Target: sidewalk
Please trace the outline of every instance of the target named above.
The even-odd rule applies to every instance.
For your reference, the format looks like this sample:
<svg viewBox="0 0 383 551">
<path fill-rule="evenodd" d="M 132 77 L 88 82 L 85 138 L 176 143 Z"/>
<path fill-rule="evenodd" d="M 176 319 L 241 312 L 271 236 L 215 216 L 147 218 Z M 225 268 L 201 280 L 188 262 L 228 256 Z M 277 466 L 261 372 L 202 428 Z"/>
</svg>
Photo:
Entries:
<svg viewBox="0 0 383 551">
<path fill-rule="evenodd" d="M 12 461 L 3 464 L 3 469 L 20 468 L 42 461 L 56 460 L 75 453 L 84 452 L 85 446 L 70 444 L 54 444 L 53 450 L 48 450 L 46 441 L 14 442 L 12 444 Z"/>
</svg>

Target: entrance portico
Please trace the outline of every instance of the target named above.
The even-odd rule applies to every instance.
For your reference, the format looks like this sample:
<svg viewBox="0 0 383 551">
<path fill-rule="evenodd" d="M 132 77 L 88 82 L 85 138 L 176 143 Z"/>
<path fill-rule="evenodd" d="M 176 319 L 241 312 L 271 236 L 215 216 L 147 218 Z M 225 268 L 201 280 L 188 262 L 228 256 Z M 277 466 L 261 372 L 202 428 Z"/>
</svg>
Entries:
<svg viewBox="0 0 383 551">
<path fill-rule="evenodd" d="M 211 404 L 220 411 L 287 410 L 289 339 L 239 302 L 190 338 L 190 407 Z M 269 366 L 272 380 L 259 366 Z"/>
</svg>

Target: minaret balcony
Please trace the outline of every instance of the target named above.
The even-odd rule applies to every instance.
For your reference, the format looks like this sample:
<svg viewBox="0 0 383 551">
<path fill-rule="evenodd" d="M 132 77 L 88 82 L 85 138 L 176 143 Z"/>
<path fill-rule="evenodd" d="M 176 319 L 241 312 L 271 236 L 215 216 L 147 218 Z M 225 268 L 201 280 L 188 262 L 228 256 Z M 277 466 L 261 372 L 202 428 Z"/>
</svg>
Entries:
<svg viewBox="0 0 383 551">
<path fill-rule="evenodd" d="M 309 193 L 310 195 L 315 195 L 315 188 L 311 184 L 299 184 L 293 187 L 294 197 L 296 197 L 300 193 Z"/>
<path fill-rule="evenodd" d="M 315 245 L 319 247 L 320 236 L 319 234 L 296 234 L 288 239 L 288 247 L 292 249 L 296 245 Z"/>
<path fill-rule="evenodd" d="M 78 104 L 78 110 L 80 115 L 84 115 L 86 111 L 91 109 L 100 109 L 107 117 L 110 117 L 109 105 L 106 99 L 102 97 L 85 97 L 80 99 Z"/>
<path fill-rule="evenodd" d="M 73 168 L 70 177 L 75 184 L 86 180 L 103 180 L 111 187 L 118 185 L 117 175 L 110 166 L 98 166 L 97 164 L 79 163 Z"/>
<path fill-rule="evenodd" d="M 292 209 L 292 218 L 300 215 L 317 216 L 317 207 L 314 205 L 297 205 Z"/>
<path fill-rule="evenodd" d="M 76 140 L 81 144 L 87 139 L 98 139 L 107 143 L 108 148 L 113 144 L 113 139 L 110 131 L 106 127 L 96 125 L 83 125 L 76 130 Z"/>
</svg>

• [TASK GOAL] Add 121 to every coordinate in the answer outlines, then write out again every line from the one that contains "Target: minaret balcony" through the end of the records, requests included. Leave every other line as it is.

• [REPLY]
Target: minaret balcony
Please trace the outline of every instance of the target named above.
The even-odd rule applies to every instance.
For your reference, the format looks like this sample:
<svg viewBox="0 0 383 551">
<path fill-rule="evenodd" d="M 132 77 L 88 82 L 85 138 L 176 143 Z"/>
<path fill-rule="evenodd" d="M 176 319 L 241 312 L 271 236 L 215 216 L 147 218 Z M 225 268 L 201 280 L 188 262 L 228 256 Z M 277 466 L 261 372 L 202 428 Z"/>
</svg>
Entries:
<svg viewBox="121 121 504 672">
<path fill-rule="evenodd" d="M 430 314 L 431 316 L 436 316 L 436 309 L 432 305 L 420 305 L 414 308 L 415 318 L 417 318 L 421 314 Z"/>
<path fill-rule="evenodd" d="M 436 366 L 440 368 L 441 357 L 440 355 L 417 355 L 409 360 L 409 368 L 413 370 L 417 366 Z"/>
<path fill-rule="evenodd" d="M 199 225 L 199 231 L 201 236 L 205 236 L 207 232 L 212 230 L 221 230 L 228 238 L 231 238 L 230 226 L 227 220 L 223 218 L 206 218 L 201 220 Z"/>
<path fill-rule="evenodd" d="M 194 289 L 191 298 L 196 305 L 207 301 L 224 301 L 232 308 L 239 306 L 238 296 L 231 287 L 219 287 L 218 285 L 200 284 Z"/>
<path fill-rule="evenodd" d="M 413 330 L 413 339 L 421 336 L 438 337 L 438 328 L 435 326 L 418 326 Z"/>
<path fill-rule="evenodd" d="M 197 261 L 202 265 L 208 260 L 219 260 L 228 264 L 229 269 L 234 265 L 234 260 L 231 252 L 227 248 L 217 246 L 204 246 L 197 251 Z"/>
</svg>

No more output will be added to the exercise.